__WRITTEN TASK__:
Pull out each line in the data below that contains the word "requested", and copy those lines without changes.

— start of SUPPLIED RECORDS —

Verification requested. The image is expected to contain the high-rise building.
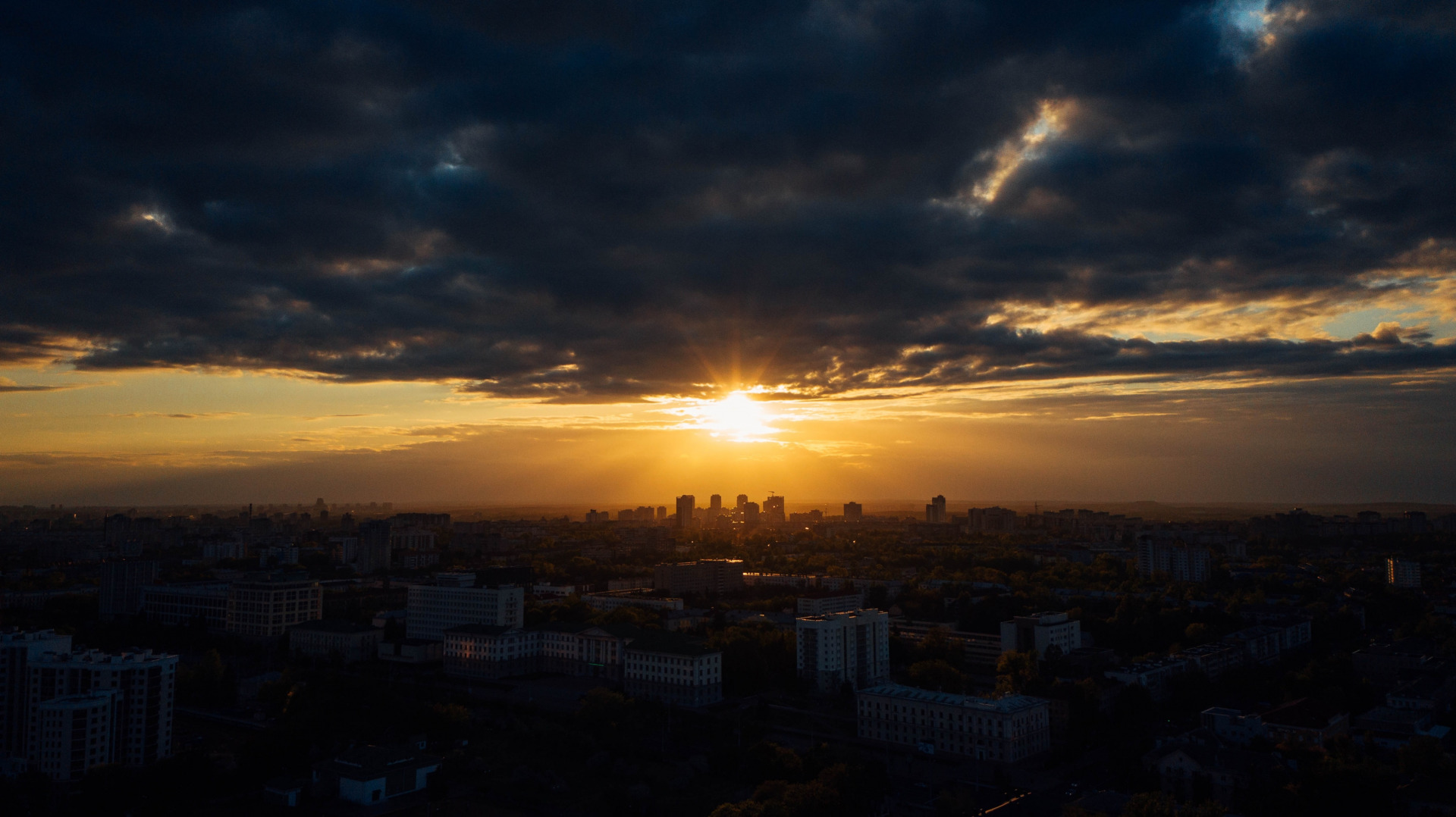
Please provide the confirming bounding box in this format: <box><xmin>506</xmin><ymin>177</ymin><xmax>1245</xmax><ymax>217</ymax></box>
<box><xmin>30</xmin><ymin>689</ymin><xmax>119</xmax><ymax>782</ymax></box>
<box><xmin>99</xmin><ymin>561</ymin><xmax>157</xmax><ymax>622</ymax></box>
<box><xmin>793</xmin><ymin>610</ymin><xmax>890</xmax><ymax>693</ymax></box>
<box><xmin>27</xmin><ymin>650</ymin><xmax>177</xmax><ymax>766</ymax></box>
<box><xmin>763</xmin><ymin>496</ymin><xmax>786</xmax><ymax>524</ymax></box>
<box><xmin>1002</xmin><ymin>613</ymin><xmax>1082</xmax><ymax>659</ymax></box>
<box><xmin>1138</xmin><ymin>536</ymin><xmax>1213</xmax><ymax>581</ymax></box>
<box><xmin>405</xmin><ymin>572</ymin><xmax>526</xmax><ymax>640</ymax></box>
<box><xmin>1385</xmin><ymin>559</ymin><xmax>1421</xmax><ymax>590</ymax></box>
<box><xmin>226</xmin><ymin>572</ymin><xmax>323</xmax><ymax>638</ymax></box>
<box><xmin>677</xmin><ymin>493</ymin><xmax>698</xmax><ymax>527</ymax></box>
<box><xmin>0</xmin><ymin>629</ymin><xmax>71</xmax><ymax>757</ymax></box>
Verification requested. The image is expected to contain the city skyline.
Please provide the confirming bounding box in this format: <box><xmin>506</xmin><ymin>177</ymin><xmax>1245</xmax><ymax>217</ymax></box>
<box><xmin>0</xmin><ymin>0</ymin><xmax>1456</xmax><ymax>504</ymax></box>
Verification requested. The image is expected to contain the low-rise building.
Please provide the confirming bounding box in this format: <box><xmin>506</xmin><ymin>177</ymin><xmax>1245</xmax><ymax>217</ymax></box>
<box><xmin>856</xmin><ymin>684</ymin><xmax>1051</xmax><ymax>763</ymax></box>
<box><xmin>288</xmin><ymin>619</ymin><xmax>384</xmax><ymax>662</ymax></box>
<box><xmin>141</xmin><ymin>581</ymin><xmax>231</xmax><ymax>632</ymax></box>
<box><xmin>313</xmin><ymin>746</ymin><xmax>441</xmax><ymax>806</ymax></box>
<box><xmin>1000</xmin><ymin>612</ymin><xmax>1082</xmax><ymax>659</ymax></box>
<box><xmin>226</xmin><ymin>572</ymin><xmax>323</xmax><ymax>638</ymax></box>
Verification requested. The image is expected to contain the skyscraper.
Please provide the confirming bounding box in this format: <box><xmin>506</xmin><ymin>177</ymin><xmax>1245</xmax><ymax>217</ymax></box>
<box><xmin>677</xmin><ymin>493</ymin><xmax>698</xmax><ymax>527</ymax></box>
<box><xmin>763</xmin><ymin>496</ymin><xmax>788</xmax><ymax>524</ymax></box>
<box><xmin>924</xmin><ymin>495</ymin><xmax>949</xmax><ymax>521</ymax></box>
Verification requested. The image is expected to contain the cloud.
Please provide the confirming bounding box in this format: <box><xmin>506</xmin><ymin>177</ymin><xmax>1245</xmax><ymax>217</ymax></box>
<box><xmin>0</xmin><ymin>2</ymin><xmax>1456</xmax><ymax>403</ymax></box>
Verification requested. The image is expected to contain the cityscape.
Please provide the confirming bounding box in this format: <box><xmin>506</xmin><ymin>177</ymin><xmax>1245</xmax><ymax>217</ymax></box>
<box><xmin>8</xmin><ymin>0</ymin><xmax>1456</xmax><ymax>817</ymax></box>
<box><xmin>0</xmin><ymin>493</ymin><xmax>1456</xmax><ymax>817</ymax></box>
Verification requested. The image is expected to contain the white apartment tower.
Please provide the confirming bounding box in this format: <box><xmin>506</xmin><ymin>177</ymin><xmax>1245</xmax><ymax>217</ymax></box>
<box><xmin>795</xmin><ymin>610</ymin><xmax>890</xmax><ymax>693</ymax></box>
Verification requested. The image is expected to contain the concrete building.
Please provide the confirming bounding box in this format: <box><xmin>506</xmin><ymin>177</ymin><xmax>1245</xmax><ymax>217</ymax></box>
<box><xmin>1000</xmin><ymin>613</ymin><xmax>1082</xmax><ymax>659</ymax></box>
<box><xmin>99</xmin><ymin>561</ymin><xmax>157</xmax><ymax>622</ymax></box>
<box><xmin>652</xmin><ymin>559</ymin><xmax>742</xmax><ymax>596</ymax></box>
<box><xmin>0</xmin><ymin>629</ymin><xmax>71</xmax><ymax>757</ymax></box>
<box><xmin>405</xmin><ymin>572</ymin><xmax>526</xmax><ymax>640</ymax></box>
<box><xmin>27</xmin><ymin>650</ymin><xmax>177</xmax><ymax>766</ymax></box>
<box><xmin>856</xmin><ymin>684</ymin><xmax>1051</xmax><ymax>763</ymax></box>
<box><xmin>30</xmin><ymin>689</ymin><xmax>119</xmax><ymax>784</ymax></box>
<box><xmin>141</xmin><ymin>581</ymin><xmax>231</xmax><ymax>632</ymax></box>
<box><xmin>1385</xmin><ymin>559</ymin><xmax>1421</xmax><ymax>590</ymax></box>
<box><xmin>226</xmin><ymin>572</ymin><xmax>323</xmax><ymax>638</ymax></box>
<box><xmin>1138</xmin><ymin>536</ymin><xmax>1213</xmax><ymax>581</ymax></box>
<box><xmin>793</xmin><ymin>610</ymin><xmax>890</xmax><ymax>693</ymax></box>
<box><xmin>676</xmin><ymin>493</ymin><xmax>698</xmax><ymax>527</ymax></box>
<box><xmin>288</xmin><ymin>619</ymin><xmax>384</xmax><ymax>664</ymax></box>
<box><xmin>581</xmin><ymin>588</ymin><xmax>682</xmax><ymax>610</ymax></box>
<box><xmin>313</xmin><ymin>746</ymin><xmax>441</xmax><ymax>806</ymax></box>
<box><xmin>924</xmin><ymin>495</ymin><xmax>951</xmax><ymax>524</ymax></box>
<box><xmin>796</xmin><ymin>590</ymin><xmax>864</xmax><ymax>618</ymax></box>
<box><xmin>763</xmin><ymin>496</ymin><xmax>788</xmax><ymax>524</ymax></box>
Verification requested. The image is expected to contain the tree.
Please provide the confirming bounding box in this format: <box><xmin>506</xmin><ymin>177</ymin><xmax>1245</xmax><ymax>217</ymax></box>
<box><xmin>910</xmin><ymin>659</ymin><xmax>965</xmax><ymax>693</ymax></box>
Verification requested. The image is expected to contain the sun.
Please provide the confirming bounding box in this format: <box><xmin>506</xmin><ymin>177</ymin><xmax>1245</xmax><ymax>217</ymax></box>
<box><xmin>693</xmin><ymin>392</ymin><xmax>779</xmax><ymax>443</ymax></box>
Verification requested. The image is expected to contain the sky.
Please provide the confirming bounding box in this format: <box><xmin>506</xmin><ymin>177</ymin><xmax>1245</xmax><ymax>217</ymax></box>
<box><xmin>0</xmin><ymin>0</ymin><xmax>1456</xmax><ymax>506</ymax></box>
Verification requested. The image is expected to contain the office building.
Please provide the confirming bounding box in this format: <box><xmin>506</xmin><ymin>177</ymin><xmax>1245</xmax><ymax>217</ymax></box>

— end of SUPPLIED RECORDS —

__FINISHED EXERCISE__:
Verification requested. The image is expected to contain the high-rise building.
Verification requested. The image is expected to contain the city skyline.
Verification requested. The image is expected to contain the low-rise building.
Verification requested. The image is expected to contain the skyscraper.
Verification requested. The image is expected to contain the cloud.
Verification requested. The image is expected to contain the cityscape.
Verification requested. The image is expected to contain the white apartment tower.
Verification requested. The image is expected to contain the concrete building.
Verification requested. The image is expected to contain the tree.
Verification requested. The image is expected to contain the sun.
Verification requested. The image is expected to contain the sky.
Verification requested. The image is expected to contain the office building.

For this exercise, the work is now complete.